◆ **SUPPLIED DATA**
+--
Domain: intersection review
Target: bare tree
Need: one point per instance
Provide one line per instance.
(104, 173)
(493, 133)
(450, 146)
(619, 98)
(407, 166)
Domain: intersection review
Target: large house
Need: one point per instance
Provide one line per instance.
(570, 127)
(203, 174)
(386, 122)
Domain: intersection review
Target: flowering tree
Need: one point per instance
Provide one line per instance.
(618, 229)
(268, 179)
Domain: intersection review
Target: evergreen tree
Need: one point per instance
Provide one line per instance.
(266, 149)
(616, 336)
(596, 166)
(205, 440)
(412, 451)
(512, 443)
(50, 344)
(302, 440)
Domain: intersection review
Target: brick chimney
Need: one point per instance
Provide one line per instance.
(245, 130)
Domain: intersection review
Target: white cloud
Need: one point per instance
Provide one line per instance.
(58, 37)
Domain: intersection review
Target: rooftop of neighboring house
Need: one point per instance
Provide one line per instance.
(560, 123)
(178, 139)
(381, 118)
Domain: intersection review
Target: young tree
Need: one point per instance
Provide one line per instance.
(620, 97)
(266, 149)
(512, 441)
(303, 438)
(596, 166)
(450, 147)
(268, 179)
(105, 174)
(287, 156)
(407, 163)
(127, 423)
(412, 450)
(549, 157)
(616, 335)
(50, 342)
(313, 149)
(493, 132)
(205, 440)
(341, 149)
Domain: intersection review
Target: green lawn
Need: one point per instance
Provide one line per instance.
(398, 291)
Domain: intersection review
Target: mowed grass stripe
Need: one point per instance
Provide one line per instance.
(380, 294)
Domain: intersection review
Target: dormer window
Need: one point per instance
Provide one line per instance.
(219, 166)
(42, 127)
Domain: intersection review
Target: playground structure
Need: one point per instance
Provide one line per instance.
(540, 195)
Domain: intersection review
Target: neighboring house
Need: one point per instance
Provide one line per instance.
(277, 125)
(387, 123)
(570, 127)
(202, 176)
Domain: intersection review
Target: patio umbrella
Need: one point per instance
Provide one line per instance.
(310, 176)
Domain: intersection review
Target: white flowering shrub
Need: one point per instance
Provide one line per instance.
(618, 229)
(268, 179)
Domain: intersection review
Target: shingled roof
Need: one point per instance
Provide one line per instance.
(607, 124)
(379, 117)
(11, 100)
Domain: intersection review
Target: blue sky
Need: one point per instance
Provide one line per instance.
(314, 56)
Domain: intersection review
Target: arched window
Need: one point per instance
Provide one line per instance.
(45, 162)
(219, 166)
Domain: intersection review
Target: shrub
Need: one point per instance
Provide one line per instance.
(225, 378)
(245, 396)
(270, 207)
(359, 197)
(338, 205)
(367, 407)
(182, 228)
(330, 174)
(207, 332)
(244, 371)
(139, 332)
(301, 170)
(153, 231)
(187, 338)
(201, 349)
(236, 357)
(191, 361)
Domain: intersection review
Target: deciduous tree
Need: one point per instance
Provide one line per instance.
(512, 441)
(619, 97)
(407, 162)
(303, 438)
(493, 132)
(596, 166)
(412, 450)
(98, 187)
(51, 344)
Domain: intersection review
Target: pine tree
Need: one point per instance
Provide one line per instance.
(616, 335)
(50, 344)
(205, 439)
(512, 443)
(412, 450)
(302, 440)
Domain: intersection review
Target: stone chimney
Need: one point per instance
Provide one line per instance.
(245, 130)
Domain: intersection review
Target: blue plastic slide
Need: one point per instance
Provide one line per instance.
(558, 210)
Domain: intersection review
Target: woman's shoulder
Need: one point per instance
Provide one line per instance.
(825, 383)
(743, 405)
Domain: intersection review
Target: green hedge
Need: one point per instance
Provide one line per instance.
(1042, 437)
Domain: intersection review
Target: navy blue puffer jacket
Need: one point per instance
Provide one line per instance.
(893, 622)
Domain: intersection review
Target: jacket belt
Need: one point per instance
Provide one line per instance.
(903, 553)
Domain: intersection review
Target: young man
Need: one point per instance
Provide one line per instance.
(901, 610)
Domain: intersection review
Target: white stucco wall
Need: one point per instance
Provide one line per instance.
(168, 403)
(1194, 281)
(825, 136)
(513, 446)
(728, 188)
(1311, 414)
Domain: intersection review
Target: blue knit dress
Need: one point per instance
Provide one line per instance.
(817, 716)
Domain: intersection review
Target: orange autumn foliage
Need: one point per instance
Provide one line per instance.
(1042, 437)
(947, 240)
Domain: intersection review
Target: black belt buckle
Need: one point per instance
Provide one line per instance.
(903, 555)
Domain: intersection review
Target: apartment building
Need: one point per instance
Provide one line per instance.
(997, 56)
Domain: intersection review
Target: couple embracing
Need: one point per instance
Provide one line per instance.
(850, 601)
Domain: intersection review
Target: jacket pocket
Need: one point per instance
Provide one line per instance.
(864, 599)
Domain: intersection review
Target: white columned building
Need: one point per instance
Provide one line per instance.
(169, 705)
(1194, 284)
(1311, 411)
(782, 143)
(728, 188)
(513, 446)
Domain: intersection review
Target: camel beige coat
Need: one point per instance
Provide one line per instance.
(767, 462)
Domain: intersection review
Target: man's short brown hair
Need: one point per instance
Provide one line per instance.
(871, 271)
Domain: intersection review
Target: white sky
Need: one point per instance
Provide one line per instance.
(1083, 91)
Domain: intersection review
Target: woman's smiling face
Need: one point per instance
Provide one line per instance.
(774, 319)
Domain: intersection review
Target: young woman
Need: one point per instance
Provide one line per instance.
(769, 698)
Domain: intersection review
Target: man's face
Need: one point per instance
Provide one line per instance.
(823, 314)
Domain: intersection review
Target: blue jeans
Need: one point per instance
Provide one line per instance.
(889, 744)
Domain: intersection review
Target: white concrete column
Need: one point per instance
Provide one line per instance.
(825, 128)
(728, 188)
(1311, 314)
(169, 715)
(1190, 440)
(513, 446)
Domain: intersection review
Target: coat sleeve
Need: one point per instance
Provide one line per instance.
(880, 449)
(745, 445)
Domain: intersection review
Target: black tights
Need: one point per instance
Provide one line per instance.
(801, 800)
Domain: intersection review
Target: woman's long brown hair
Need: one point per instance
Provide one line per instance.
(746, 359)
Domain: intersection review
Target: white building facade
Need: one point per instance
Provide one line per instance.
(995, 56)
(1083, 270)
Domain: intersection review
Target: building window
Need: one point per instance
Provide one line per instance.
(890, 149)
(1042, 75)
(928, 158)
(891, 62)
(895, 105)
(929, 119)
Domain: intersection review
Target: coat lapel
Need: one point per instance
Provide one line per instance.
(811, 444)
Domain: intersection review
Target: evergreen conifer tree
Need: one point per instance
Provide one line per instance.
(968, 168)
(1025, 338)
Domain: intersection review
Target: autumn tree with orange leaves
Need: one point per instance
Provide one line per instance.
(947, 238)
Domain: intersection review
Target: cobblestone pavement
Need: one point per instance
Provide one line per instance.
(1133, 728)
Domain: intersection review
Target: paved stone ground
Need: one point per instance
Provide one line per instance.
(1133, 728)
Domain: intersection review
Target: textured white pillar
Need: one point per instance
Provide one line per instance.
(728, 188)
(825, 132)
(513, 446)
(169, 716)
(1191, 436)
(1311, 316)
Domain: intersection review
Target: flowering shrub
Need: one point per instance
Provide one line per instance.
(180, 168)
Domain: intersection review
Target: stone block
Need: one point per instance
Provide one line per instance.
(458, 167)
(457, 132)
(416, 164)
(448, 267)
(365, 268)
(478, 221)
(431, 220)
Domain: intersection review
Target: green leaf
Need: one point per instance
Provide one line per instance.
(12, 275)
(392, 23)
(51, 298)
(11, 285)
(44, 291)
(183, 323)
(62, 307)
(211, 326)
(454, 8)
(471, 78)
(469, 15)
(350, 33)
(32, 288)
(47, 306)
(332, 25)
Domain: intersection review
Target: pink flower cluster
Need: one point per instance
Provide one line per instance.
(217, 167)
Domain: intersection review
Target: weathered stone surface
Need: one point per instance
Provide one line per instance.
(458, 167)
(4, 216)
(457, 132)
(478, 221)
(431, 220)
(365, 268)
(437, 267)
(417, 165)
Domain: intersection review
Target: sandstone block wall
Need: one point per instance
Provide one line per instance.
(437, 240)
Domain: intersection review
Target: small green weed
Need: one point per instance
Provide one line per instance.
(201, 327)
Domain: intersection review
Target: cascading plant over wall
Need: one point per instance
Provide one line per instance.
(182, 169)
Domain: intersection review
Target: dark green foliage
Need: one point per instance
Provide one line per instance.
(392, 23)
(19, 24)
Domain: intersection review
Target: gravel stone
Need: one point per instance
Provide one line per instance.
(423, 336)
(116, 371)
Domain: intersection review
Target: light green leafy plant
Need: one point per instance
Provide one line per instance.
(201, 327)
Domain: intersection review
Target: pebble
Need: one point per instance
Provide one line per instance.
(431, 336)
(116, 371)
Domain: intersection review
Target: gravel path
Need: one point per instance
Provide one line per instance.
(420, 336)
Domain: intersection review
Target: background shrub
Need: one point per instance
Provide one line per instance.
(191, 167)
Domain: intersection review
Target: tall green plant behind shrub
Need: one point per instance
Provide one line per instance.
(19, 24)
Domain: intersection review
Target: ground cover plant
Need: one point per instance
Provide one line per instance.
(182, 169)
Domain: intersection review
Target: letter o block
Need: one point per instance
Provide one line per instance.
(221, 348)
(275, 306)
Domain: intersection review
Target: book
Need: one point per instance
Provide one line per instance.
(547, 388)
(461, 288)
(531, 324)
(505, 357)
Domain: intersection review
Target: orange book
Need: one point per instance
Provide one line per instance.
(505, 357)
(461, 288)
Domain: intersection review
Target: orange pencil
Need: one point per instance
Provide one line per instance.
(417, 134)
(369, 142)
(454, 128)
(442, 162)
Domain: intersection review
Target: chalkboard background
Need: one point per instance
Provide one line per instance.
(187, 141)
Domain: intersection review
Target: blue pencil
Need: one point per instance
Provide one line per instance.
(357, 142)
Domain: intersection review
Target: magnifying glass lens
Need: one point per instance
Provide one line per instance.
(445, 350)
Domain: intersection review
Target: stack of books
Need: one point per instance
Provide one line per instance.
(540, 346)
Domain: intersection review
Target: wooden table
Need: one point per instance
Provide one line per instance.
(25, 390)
+--
◆ **EXERCISE INSTRUCTIONS**
Extract every line in the listing above that contains the string "belt". Case counts.

◆ **WRITTEN SOLUTION**
Target: jacket belt
Target: black belt buckle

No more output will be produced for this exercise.